→ **What you will do**
Scale the answer coordinates in the data below by 2.6, rounding each to the nearest whole number with halves rounded up. Write out only the lines from the one containing "Task: locate the chimney." through the end of the data, with the requests included.

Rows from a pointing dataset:
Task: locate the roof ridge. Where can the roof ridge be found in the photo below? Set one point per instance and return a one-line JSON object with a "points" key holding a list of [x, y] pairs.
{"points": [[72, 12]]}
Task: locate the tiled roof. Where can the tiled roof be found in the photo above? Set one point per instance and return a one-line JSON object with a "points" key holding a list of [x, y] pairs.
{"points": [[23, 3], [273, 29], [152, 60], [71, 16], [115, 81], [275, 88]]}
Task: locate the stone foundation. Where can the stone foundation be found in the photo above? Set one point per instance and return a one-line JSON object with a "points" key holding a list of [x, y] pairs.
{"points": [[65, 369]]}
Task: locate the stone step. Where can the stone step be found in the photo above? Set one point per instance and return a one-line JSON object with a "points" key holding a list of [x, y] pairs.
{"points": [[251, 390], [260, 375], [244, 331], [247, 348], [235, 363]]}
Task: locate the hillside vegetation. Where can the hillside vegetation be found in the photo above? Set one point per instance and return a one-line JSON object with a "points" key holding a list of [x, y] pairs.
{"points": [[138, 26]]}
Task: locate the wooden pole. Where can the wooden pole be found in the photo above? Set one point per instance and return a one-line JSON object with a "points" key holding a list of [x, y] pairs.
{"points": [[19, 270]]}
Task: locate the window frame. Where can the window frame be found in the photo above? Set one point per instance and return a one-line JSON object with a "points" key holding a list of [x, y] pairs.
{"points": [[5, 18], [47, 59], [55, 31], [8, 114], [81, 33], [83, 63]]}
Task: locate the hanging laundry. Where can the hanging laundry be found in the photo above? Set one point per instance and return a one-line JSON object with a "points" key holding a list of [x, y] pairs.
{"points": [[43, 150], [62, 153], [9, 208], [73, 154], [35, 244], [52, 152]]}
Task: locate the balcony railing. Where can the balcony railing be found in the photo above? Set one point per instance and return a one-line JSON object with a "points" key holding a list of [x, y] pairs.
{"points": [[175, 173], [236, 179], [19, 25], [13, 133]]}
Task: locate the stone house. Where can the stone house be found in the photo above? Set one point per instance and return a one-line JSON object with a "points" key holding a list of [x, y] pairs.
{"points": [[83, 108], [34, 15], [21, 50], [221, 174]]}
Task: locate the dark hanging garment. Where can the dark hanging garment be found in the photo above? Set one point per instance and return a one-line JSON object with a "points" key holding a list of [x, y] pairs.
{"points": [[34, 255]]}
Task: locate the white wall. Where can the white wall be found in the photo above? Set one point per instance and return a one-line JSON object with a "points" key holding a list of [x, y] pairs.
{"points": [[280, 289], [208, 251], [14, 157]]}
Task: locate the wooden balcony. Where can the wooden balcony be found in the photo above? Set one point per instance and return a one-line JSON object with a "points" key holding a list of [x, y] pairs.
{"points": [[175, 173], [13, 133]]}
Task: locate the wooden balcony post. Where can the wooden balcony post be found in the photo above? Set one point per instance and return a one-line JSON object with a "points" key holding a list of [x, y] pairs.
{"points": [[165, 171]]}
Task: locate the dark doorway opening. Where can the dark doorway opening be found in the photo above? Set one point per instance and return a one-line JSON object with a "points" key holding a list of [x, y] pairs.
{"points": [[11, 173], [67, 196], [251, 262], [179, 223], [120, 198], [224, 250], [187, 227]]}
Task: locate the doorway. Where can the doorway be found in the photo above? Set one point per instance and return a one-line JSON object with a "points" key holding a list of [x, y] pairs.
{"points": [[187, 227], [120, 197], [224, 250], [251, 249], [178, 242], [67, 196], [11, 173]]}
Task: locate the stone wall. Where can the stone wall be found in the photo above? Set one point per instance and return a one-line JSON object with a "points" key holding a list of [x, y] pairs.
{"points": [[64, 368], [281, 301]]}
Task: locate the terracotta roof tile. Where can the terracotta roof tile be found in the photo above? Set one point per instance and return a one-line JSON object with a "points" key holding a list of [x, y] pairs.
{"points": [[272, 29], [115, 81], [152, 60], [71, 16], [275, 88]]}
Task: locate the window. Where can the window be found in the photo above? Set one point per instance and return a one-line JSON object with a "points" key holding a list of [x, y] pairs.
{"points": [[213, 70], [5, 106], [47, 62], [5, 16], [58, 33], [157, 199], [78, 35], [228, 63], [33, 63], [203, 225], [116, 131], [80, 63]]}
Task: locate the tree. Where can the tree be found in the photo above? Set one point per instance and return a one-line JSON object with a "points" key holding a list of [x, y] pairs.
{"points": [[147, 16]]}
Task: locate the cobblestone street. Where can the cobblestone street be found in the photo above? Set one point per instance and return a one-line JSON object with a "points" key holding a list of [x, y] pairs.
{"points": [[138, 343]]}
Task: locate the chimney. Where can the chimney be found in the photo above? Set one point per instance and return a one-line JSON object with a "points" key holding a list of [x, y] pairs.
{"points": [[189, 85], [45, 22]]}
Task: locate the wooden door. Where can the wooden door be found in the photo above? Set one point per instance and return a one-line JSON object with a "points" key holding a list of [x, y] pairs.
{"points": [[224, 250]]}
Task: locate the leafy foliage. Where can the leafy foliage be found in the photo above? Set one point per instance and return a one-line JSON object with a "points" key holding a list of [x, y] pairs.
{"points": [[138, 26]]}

→ **Complete response**
Task: locate the chimney. Where can the chimney be found in the photo above? Set one point per instance and return a one-line JSON object with a "points" key holding a list of [x, y] pairs.
{"points": [[491, 221], [117, 57]]}
Task: locate the wooden door. Where can the wooden door be found in the photo above? Set one point per instance and return a one-line JSON object with a "points" key holding a list of [x, y] pairs.
{"points": [[582, 650]]}
Task: locate the leafy foliage. Where can the leafy foliage be found in the photo above? Set one point per instance and return a one-line JSON object with a "points" key holding a list of [x, y] pairs.
{"points": [[359, 68]]}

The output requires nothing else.